İslam, tartışıldıkça daha da güçleniyor
Hem dînî, hem de
seküler alandaki takiyyenin önüne geçmenin tek yolu var, o da
açıklık. İslam ne kadar tartışmaya açılırsa o kadar
güçleniyor. 14 asırlık tecrübemiz, özgürlük olduğunda İslam
fikriyatının geliştiğini ve zenginliğin arttığını gösteriyor.
Diyanet, sizin de
katıldığınız bir güncel dini meseleler istişare toplantısı
yaptı. Amacı da şu: "Problemleri sağlıklı bir şekilde çözüme
kavuşturmak ve toplumu aydınlatıp ve müşterek bakış açısı
geliştirmek." İslami
meselelere çözüm böyle mi tarif edilir?
Toplantıyı
gayet iyi özetleyen bir ifade bu. Bunların hepsi tartışılarak
hesaplanarak bulunan cümleler. İslam dünyası birçok problem
yaşıyor ve bunların hepsi de çözüm bekliyor. Öncelikli konu da
bu meselelerin çözümü için izlenmesi gereken yolu bulmaktır.
Çözüm için bir iyi niyet ve irade var ama yöntem
belirlenebilmiş değil.
Sizi epeyi
heyecanlandırmışa benziyor...
Doğrusunu
söylemek gerekirse heyecanlanmam şöyle dursun çok moralimi de
bozdu. Fakat sonradan ne oldu bilmiyorum, sanki bir sihirli el
dokundu ve oturumlar birden akışkanlık kazandı ve ilerledikçe
daha da iyi oldu. O anlamda heyecanlandığımı söyleyebilirim.

Çıkarılan malzeme:
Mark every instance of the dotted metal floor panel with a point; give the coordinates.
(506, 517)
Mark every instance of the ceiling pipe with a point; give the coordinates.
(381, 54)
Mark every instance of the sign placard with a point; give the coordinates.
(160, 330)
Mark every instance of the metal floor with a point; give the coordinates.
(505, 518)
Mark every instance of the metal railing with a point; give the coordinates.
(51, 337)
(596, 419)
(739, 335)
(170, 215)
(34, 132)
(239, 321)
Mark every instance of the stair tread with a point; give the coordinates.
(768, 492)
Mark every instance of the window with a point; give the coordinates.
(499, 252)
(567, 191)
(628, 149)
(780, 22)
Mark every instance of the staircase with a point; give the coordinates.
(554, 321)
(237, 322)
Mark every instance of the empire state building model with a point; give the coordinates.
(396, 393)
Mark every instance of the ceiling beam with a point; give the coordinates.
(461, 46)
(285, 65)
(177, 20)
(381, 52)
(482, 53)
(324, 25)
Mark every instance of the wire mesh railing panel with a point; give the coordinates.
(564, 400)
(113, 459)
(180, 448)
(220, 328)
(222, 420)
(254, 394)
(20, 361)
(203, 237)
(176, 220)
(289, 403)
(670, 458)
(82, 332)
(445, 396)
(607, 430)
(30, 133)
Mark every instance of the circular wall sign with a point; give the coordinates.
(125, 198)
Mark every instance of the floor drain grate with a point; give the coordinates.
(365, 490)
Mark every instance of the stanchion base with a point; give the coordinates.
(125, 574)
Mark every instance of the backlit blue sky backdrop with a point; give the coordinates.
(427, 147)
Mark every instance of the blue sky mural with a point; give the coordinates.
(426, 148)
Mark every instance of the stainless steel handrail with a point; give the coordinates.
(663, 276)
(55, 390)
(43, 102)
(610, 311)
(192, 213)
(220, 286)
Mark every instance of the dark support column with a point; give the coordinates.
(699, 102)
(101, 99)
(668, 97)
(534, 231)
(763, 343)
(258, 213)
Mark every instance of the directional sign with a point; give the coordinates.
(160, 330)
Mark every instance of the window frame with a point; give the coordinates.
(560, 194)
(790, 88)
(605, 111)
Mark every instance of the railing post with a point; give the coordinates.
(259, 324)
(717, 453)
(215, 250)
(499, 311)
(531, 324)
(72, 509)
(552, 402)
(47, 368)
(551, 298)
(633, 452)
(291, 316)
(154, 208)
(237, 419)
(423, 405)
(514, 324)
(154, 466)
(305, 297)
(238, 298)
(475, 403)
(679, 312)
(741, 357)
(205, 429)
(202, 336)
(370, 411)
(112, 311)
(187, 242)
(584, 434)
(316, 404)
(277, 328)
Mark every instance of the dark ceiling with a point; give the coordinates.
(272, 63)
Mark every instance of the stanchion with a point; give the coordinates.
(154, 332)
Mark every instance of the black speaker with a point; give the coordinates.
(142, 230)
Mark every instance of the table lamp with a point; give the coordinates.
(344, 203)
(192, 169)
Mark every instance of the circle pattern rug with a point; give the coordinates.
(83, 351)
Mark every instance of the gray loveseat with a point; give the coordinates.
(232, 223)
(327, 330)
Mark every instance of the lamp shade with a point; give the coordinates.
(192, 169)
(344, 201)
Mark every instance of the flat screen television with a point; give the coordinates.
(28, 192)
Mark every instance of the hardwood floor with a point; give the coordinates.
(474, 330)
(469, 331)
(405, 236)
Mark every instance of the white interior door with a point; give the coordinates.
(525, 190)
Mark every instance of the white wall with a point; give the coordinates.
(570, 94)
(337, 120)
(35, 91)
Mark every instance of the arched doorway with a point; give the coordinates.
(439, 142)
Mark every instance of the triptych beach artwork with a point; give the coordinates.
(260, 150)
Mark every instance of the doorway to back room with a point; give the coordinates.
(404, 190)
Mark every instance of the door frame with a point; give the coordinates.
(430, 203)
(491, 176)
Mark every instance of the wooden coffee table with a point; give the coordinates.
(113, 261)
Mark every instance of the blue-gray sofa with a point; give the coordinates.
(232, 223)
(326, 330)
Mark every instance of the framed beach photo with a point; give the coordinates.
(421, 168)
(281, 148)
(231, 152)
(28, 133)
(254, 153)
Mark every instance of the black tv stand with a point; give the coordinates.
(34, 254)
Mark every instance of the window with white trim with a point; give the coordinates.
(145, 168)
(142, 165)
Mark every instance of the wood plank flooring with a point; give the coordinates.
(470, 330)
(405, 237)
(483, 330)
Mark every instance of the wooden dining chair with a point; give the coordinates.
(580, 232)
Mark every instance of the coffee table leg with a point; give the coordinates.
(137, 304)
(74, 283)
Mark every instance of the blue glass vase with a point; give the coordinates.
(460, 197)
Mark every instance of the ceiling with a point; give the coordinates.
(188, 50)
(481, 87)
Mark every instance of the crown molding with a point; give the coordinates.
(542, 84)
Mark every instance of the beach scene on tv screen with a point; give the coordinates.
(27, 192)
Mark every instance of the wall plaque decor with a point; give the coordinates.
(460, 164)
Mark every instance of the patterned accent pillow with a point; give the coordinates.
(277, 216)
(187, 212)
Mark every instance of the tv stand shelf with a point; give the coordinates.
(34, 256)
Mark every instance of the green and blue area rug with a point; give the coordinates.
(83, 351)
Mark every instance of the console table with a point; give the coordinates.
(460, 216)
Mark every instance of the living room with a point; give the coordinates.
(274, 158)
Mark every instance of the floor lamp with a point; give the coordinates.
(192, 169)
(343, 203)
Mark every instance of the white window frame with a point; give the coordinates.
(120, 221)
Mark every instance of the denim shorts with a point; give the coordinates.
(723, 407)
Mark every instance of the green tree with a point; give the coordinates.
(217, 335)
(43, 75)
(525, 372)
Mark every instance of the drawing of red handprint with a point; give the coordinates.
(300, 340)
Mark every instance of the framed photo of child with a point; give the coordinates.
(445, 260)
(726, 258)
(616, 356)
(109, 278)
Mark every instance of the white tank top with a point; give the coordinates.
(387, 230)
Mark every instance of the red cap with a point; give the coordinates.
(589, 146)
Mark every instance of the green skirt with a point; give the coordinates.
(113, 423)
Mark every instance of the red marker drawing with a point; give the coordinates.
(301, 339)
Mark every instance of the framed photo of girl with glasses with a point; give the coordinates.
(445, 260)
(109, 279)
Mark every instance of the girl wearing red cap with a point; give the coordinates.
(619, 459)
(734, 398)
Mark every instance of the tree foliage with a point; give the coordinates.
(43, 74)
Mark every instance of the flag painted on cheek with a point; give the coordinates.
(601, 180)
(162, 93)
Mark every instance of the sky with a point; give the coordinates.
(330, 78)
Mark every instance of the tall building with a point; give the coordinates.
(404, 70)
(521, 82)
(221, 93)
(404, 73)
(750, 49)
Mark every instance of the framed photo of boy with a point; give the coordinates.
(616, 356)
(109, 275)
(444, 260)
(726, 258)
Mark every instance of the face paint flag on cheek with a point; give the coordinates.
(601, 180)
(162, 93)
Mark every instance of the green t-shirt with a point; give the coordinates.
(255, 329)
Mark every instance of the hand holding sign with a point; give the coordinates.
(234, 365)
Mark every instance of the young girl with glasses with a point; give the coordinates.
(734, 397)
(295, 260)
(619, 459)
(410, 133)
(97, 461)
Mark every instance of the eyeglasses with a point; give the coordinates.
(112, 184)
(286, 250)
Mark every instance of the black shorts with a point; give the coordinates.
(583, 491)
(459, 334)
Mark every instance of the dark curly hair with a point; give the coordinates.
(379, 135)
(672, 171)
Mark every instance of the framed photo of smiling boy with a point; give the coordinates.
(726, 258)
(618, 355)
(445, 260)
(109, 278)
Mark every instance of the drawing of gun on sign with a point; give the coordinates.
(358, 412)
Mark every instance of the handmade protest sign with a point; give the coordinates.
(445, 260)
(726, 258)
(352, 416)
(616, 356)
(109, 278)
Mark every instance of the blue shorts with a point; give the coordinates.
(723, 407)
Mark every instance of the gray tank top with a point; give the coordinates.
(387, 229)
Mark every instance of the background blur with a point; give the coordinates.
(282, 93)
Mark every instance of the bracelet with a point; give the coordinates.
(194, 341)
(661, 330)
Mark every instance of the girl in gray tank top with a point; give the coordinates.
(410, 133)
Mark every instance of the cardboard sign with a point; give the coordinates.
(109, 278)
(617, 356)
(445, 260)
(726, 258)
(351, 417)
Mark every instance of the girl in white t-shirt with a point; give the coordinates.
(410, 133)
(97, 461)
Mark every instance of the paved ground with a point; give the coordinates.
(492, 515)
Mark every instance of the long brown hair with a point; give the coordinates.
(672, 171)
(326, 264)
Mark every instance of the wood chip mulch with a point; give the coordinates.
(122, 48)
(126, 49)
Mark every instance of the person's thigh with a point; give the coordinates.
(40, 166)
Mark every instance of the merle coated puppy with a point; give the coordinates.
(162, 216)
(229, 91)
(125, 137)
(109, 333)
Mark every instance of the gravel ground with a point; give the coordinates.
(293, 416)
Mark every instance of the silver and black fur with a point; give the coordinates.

Çözülecek alıştırmalar:
• A. Metin bölümüne göre hem dinî hem de seküler alandaki takiyyenin önüne geçmenin tek yolu nedir?
• B. Metin bölümünde "Diyanet, sizin de" ifadesinden "gereken yolu bulmaktır." ifadesine kadar uzanan kısmı olduğu gibi yazın.
• C. Metin bölümünde Diyanet'in istişare toplantısının amacı olarak aktarılan hedefleri sıralayın.

Tam cevaplar:
• A. Açıklık.

• B.
Diyanet, sizin de
katıldığınız bir güncel dini meseleler istişare toplantısı
yaptı. Amacı da şu: "Problemleri sağlıklı bir şekilde çözüme
kavuşturmak ve toplumu aydınlatıp ve müşterek bakış açısı
geliştirmek." İslami
meselelere çözüm böyle mi tarif edilir?
Toplantıyı
gayet iyi özetleyen bir ifade bu. Bunların hepsi tartışılarak
hesaplanarak bulunan cümleler. İslam dünyası birçok problem
yaşıyor ve bunların hepsi de çözüm bekliyor. Öncelikli konu da
bu meselelerin çözümü için izlenmesi gereken yolu bulmaktır.

• C.
- Problemleri sağlıklı bir şekilde çözüme kavuşturmak
- Toplumu aydınlatmak
- Müşterek bakış açısı geliştirmek